*** Document passage ***
The FTSE 250 luxury car manufacturer confirmed its planned reduction in front-engined sports car production to rebalance supply to demand, but noted that its first sports utility vehicle, the DBX, remains on track for deliveries in the summer and has a strong order book.

Front-engined vehicles under Aston Martin's banner include the DBS Superleggera.

The move comes after a testing year for the car marque, as it was blighted with numerous profit warnings and the departure of Andy Palmer as chief executive at the end of May as part of an overhaul of the leadership and board by Canadian billionaire Lawrence Stroll.

In May, the company posted a GBP118.9 million pretax loss for the three months ended March 31, many times wider than the prior year's GBP17.3 million loss. Revenue plunged to GBP78.6 million from GBP196.0 million as the pandemic dragged down dealer demand.

The number of vehicles sold by Aston Martin almost halved in the first three months of the year, as it was hit by the beginning of the coronavirus crisis.

Turning back to the job cuts, Aston Martin said it will launch a consultation process of proposals to reduce the workforce, reflecting lower than originally-planned production volumes and improved productivity across the business.

"Aston Martin continues to take decisive action in other areas to reduce cost and remove non-critical expenditure from the business at every level including in areas such as contractor numbers, site footprint, marketing and travel," the company said.
*** Records ***
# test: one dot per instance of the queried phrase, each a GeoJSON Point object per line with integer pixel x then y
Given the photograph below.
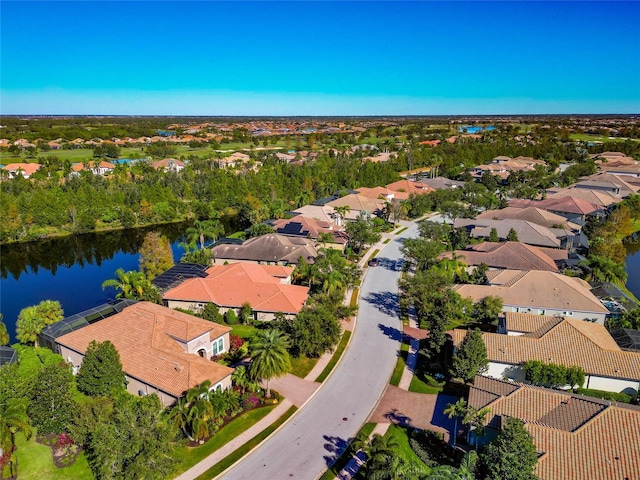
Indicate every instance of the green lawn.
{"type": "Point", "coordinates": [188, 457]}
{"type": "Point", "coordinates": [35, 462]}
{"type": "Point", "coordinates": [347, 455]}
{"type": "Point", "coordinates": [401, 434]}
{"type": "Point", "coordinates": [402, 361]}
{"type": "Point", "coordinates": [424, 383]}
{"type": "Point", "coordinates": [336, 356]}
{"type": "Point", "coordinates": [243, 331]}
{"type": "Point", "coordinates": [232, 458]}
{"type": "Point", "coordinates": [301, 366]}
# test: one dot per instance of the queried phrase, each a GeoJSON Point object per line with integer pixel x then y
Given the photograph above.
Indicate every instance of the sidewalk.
***
Exercise set:
1/ In the Aston Martin excerpt, how large was the company's pretax loss for the three months ended March 31?
2/ Based on the Aston Martin excerpt, explain why the company proposed reducing its workforce.

Outputs for the tasks:
1/ Aston Martin posted a pretax loss of GBP118.9 million for that period.

2/ The proposed workforce reduction reflects production volumes that are lower than originally planned. It also reflects improved productivity across the business.